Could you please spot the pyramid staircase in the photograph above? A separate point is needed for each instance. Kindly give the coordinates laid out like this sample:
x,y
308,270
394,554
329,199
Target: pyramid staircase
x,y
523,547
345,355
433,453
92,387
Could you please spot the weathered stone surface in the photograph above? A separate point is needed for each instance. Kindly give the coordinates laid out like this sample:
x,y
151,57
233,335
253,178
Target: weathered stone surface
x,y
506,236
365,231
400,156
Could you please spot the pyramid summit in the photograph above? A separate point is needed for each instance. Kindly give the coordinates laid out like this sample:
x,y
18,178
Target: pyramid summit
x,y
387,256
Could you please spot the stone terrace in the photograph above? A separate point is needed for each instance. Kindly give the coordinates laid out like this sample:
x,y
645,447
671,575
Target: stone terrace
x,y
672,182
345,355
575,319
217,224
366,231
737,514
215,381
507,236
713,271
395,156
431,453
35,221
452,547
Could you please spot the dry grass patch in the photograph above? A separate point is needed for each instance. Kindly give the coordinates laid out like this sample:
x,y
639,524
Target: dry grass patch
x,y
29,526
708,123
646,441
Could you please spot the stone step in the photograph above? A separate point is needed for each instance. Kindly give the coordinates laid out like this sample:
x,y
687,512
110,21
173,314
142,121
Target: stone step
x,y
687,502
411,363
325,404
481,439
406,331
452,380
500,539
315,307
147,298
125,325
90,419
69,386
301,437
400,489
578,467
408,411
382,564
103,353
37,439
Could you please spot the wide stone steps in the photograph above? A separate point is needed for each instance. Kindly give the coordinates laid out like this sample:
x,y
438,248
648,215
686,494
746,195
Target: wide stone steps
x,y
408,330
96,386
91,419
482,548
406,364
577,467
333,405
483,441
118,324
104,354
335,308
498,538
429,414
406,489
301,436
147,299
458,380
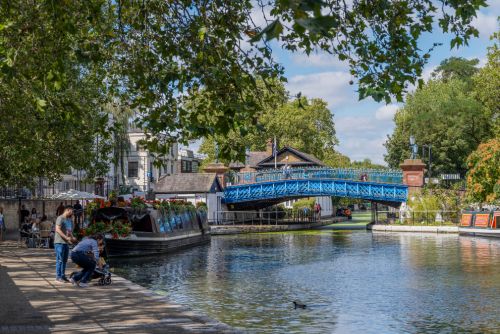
━━━━
▸ WHAT TO WORK ON
Starting at the line that contains "Could you please spot the stone step" and running through the last of the rows above, arrange those lines as a numbered list with blank lines dropped. Leave the pictures out.

▸ SOLUTION TO THIS TASK
1. Could you please spot the stone step in the photograph above? A separate point is needed for each instance. Kindly give the coordinates laid out like this sample:
2. x,y
3. 687,512
4. 110,21
5. 173,314
6. 142,121
7. Target: stone step
8. x,y
9. 687,502
10. 411,363
11. 325,404
12. 481,439
13. 406,331
14. 452,380
15. 500,539
16. 315,307
17. 147,298
18. 125,325
19. 90,419
20. 69,386
21. 301,437
22. 400,489
23. 578,467
24. 408,411
25. 382,564
26. 103,353
27. 37,439
28. Could you please spot the wide stone steps in the photograph above? A separate point is needed for each instance. Kindly give the coordinates laid out like this sample:
29. x,y
30. 438,248
31. 648,215
32. 686,494
33. 746,195
34. Target: wide stone steps
35. x,y
36. 408,330
37. 96,386
38. 91,419
39. 482,548
40. 406,364
41. 577,467
42. 333,405
43. 483,441
44. 118,324
45. 104,354
46. 335,308
47. 498,538
48. 429,414
49. 406,489
50. 301,436
51. 147,299
52. 458,380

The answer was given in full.